[Using the information]
a: Reproduce the webinar text on rapid NGS from "To address these" up to and including "validated 50-gene panel.", switching "technologists" to "staff".
b: State whether each statement agrees with the webinar text on rapid NGS. Answer yes or no, and quote the deciding words from the text. (i) The median turnaround time for NGS was 3 days. (ii) The sequencing platform used a validated 100-gene panel. (iii) NGS results are reported in a separate document from pathology diagnoses.
c: Carry on the webinar text on rapid NGS from the point at which it stops.

[Study text]
○ ○ ○ ○ ○

Webinar: Rapid Community NGS in Cancer Care for Faster Turnaround and Better Outcomes

Webinar presenter

brandon-sheffield

Brandon S. Sheffield, MD

Diagnostic and Molecular Pathologist

William Osler Health System

 

Dr. Brandon Sheffield is an anatomic and molecular pathologist with the William Osler Health System in Canada. He is serving as the head of the division of advanced diagnostics, and the physician lead of research. Dr. Sheffield's clinical interests include the delivery of personalized medicine within a community practice setting and the integration of biomarker testing into routine pathology practice.


Webinar summary

In this webinar, “Community Based Rapid NGS Offers Considerable Advantages in Clinical Cancer Care”, is presented by Dr. Brandon Sheffield, an anatomic and molecular pathologist at William Osler Health System. The session focuses on point-of-care molecular testing, specifically how rapid next-generation sequencing (NGS) can be implemented in a community hospital setting to improve cancer care delivery. 

 

 

Study overview

Dr. Sheffield describes the implementation of rapid, on-site NGS within a community-based hospital network where laboratory services are centralized. Lung cancer is used as the primary example due to its high mortality and the large number of required actionable biomarkers.

 

Key context includes:

  • Most lung cancer patients present at advanced stages and require urgent treatment decisions.
  • Biomarker results are essential before initiating therapy.
  • Traditional workflows involve sending specimens to external molecular labs, leading to turnaround times of approximately two months.

To address these delays, the team:

  • Trained immunohistochemistry (IHC) technologists to perform NGS.
  • Implemented a highly automated sequencing platform with a validated 50-gene panel.
  • Integrated NGS into the existing histopathology workflow, alongside IHC.
  • Enabled pathologists to both order and interpret NGS results within the same clinical workflow.

 

 

Key findings

Significant reduction in turnaround time

  • Median turnaround time for NGS: 3 days.
  • Many cases completed in 2–4 days, with some same-day (0-day) and 1-day results.
  • This represents a major improvement from prior turnaround times of ~62 days.

Supports improved clinical outcomes and decision-making

  • Faster biomarker results enable earlier initiation of targeted therapies.
  • A case example showed a critically ill patient benefiting from rapid detection of a ROS1 fusion, enabling targeted treatment and ICU discharge.
  • Another example demonstrated diagnosis and treatment guidance from liquid biopsy within 24 hours.

Integration of diagnosis and biomarkers

  • NGS results are reported alongside pathology diagnoses in a single document.
  • Patients are effectively diagnosed with biomarker-defined disease (e.g., “EGFR-driven lung cancer”), ensuring clinicians always access both diagnosis and actionable data together.

○ ○ ○ ○ ○

[Data]
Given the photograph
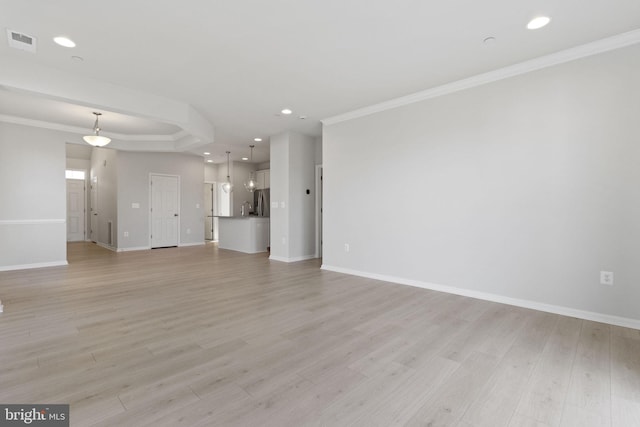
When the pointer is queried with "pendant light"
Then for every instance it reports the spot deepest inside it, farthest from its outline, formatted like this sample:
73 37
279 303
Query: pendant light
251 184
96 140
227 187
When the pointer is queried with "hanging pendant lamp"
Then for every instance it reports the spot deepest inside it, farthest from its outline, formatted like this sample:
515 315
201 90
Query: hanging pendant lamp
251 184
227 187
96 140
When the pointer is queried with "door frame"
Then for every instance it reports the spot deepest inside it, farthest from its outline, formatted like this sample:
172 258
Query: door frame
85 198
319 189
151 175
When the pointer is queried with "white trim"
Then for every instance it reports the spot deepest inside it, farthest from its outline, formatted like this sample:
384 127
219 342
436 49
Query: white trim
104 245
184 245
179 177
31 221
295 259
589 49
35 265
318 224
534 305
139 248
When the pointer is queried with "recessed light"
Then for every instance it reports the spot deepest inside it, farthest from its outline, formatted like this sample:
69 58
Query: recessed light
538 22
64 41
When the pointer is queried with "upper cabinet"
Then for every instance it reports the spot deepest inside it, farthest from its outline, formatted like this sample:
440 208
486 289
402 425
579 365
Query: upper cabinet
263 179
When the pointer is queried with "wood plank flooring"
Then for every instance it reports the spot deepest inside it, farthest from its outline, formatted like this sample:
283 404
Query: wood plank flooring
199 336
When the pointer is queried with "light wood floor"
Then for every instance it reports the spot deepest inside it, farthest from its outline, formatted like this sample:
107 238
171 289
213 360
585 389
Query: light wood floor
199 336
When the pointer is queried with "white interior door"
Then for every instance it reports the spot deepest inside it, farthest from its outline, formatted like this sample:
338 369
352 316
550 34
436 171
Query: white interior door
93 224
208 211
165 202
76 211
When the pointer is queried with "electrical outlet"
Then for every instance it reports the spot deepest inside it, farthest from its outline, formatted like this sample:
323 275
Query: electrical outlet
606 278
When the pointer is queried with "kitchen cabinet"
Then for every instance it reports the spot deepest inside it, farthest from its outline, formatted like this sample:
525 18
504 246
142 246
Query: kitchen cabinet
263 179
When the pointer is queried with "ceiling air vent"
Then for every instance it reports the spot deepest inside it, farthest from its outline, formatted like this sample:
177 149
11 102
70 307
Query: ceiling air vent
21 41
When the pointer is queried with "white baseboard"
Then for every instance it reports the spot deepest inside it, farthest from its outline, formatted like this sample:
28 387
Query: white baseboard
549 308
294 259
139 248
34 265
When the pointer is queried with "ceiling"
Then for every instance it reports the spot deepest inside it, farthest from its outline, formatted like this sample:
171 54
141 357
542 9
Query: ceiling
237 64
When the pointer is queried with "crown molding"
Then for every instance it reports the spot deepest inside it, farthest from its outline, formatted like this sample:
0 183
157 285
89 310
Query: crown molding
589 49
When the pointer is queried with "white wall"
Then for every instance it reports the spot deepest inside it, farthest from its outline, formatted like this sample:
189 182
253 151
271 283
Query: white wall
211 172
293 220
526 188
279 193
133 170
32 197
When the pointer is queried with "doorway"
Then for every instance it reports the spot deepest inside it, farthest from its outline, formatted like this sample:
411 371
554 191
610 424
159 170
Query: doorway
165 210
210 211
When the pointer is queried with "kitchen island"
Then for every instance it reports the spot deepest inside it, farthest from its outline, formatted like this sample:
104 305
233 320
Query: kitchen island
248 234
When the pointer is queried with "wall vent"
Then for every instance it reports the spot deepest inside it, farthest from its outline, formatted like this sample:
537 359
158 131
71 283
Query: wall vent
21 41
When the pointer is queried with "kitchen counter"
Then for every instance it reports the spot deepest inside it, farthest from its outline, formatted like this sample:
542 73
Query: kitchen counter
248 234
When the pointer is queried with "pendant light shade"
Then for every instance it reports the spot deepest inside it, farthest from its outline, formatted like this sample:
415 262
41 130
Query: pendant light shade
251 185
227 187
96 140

○ ○ ○ ○ ○

[Outputs in order]
a:
To address these delays, the team:

  • Trained immunohistochemistry (IHC) staff to perform NGS.
  • Implemented a highly automated sequencing platform with a validated 50-gene panel.

b:
(i) Yes: "Median turnaround time for NGS: 3 days."
(ii) No: "Implemented a highly automated sequencing platform with a validated 50-gene panel."
(iii) No: "NGS results are reported alongside pathology diagnoses in a single document."

c:
Enabling high analytical performance

  • The NGS assay demonstrated high concordance with reference methods for:
    • Single nucleotide variants
    • Copy number alterations
    • RNA fusions
  • Observed mutation frequencies (e.g., EGFR, ALK, KRAS) aligned with expected clinical prevalence, supporting assay validity.

Increased detection of actionable mutations

  • In colon cancer, NGS identified actionable mutations in >10% of cases that would have been missed by single-gene testing.

Enhanced collaboration between pathology and oncology

  • Direct, real-time communication between technologists and oncologists improved workflow efficiency.
  • Oncologists could triage urgent cases and interact directly with lab staff, bypassing traditional delays.

Expanded role of pathologists

  • Pathologists became more active members of the care team.
  • NGS supported not only biomarker testing but also diagnostic challenges (e.g., tumor classification, distinguishing metastasis vs. new primary).

Reduced need for liquid biopsy

  • Availability of rapid tissue-based NGS reduced demand for liquid biopsy, which had previously been used primarily due to speed limitations of traditional workflows.

Economic considerations

  • While NGS has material costs, overall system costs may decrease due to:
    • Reduced oncology visits
    • Reduced number of times a pathologist assesses any given case
    • Reduction of:
      • filing/pulling/filing
      • testing older archival materials
      • administrative time procesing orders

 

 

Conclusion

Rapid, community-based NGS can be successfully integrated into routine histopathology workflows using automated platforms and targeted training. This approach significantly reduces turnaround times, improves access to actionable biomarker data, and enhances collaboration between laboratory and clinical teams. The model enables pathologists to play a more central role in precision oncology and supports both diagnostic and therapeutic decision-making to help improve patient care in community hospital settings.